From the line with "Target: rocky outcrop" down to the final line of the material below, quote every line exactly and leave out all lines before it.

┄┄┄┄┄┄

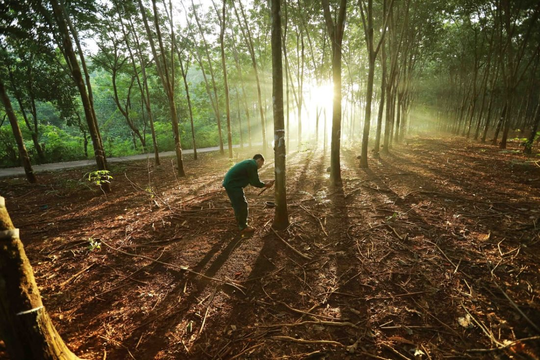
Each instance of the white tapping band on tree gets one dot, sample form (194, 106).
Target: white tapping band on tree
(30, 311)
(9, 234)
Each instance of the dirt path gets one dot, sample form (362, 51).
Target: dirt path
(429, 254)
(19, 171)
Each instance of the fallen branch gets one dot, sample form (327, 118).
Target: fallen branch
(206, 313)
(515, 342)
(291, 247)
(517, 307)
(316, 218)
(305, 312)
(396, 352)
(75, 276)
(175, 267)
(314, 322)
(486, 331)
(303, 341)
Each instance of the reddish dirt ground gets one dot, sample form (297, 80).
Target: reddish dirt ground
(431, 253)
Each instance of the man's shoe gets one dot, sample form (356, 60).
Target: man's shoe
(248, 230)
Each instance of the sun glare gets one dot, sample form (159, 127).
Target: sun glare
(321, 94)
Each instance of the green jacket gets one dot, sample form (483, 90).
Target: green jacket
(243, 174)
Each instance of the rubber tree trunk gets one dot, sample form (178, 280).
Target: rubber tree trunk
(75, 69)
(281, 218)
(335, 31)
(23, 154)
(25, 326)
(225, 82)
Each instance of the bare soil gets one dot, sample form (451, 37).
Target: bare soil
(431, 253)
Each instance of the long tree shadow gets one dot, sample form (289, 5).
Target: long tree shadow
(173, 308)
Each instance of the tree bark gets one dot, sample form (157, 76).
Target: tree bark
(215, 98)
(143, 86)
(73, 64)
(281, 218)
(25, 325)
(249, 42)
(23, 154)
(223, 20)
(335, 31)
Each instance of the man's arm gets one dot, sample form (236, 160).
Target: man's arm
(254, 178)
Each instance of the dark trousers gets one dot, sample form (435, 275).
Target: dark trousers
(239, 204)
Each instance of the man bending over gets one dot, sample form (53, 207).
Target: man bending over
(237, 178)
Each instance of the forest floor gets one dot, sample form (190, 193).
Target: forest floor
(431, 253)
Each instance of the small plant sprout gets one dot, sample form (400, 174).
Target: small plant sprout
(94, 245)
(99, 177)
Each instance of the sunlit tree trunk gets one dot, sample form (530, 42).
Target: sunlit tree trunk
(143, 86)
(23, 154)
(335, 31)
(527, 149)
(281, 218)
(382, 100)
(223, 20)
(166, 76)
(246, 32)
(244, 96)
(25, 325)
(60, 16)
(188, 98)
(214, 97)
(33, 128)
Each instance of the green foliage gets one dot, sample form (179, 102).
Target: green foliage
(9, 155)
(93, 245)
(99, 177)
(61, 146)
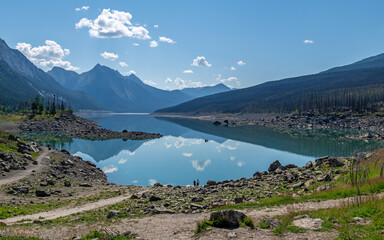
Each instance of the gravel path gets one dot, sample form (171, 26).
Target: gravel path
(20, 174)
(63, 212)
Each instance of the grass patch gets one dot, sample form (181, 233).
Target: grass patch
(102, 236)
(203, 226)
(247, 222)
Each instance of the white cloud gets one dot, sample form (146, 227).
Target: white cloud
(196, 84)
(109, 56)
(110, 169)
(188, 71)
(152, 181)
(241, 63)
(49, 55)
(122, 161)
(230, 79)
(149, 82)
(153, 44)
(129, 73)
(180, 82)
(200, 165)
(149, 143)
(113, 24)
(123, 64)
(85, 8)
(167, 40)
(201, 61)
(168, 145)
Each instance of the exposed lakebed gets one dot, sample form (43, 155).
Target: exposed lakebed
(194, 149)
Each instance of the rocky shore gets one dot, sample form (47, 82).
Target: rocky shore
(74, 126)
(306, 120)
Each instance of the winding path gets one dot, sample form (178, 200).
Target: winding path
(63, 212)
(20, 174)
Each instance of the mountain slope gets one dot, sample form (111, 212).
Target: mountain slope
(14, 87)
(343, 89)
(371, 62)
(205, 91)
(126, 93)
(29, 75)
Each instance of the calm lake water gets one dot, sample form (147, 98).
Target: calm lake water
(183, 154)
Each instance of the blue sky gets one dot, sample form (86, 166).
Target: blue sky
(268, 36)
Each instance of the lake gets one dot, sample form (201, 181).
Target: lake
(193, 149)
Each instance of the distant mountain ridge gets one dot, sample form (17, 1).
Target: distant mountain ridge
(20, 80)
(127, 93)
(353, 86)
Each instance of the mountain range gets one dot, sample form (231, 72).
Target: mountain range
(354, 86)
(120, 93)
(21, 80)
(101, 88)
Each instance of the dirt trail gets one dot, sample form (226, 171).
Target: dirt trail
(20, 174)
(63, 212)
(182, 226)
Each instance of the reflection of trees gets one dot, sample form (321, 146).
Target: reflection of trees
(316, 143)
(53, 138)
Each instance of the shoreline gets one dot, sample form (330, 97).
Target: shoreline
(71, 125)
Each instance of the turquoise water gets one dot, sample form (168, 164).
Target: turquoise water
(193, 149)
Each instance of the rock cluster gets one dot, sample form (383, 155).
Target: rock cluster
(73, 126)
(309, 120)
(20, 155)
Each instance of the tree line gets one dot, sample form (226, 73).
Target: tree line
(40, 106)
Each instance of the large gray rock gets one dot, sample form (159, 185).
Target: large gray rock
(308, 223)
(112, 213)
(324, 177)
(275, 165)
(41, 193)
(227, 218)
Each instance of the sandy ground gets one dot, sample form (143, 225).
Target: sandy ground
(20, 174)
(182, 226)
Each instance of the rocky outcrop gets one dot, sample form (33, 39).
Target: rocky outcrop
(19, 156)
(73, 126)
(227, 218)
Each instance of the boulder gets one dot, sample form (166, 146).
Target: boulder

┄┄┄┄┄┄

▶ [Output for this task]
Target: rocky outcrop
(19, 156)
(73, 126)
(227, 218)
Each instance of the boulder gets one dot, sample form (166, 146).
Target: boulder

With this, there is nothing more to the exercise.